Raw data:
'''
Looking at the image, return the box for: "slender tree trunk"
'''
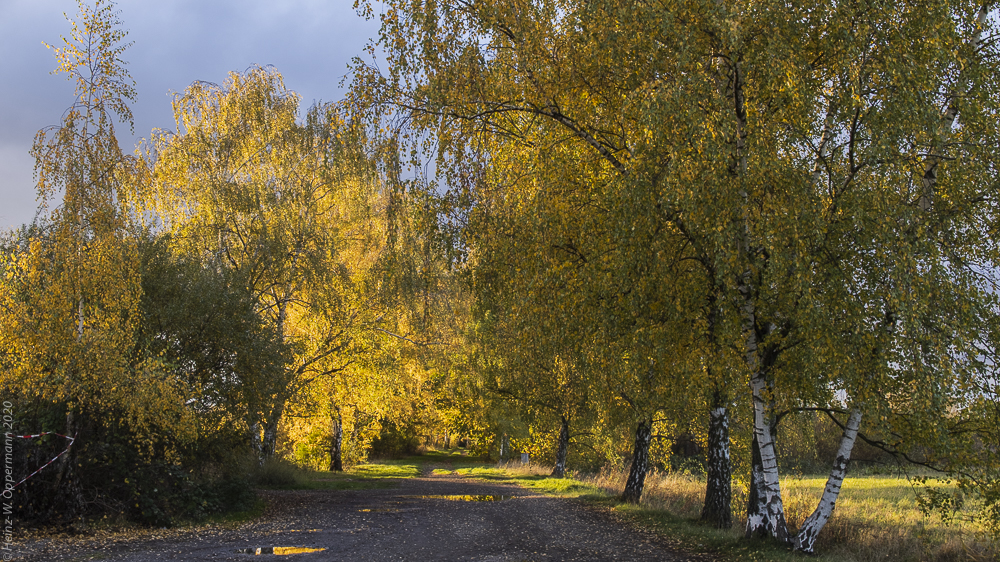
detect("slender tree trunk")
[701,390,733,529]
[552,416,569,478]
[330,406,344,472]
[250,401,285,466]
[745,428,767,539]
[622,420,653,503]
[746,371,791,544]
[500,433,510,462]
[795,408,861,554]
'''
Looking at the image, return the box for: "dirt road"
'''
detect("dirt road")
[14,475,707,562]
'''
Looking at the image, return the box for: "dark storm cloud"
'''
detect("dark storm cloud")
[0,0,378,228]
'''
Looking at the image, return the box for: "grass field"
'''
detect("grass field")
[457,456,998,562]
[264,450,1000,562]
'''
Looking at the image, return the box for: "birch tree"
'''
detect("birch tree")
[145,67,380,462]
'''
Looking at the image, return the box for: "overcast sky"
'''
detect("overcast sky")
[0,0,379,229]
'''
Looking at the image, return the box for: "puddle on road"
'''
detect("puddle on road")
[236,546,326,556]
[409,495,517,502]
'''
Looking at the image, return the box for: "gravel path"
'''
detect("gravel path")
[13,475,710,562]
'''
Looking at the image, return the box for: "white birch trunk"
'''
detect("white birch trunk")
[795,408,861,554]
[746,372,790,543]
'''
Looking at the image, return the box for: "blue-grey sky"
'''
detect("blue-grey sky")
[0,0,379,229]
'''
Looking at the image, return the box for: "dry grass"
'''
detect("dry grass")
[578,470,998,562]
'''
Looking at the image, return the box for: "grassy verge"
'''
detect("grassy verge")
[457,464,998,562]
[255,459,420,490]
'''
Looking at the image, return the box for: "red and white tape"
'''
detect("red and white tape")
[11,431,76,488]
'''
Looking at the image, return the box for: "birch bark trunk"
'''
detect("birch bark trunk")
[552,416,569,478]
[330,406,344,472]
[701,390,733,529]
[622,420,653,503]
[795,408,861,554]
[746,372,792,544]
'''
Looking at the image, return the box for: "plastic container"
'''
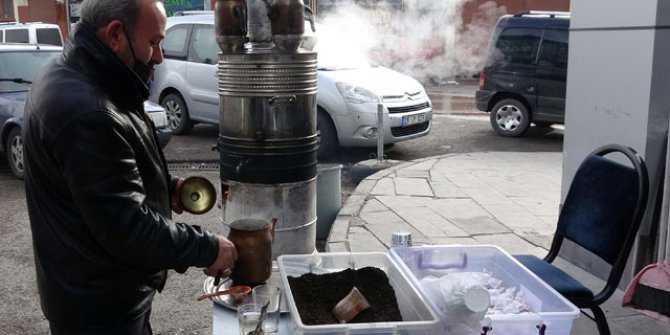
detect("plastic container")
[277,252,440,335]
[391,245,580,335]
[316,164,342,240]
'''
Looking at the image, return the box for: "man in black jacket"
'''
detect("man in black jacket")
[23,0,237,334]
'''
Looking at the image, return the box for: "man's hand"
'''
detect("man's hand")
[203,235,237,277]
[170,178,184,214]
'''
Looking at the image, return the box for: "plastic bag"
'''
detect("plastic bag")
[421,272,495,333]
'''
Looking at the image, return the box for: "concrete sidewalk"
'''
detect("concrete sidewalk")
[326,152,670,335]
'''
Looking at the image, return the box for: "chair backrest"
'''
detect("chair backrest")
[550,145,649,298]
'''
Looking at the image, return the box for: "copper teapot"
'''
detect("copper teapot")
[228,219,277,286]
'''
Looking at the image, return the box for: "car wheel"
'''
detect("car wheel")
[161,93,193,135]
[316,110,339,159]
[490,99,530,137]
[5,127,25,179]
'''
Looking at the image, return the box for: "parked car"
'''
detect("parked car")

Request:
Extract every line of the material above that contains the word "wheel", and copy each one in full.

Exercise answer:
Looking at the image, return the box for: "car wheel"
detect("car wheel")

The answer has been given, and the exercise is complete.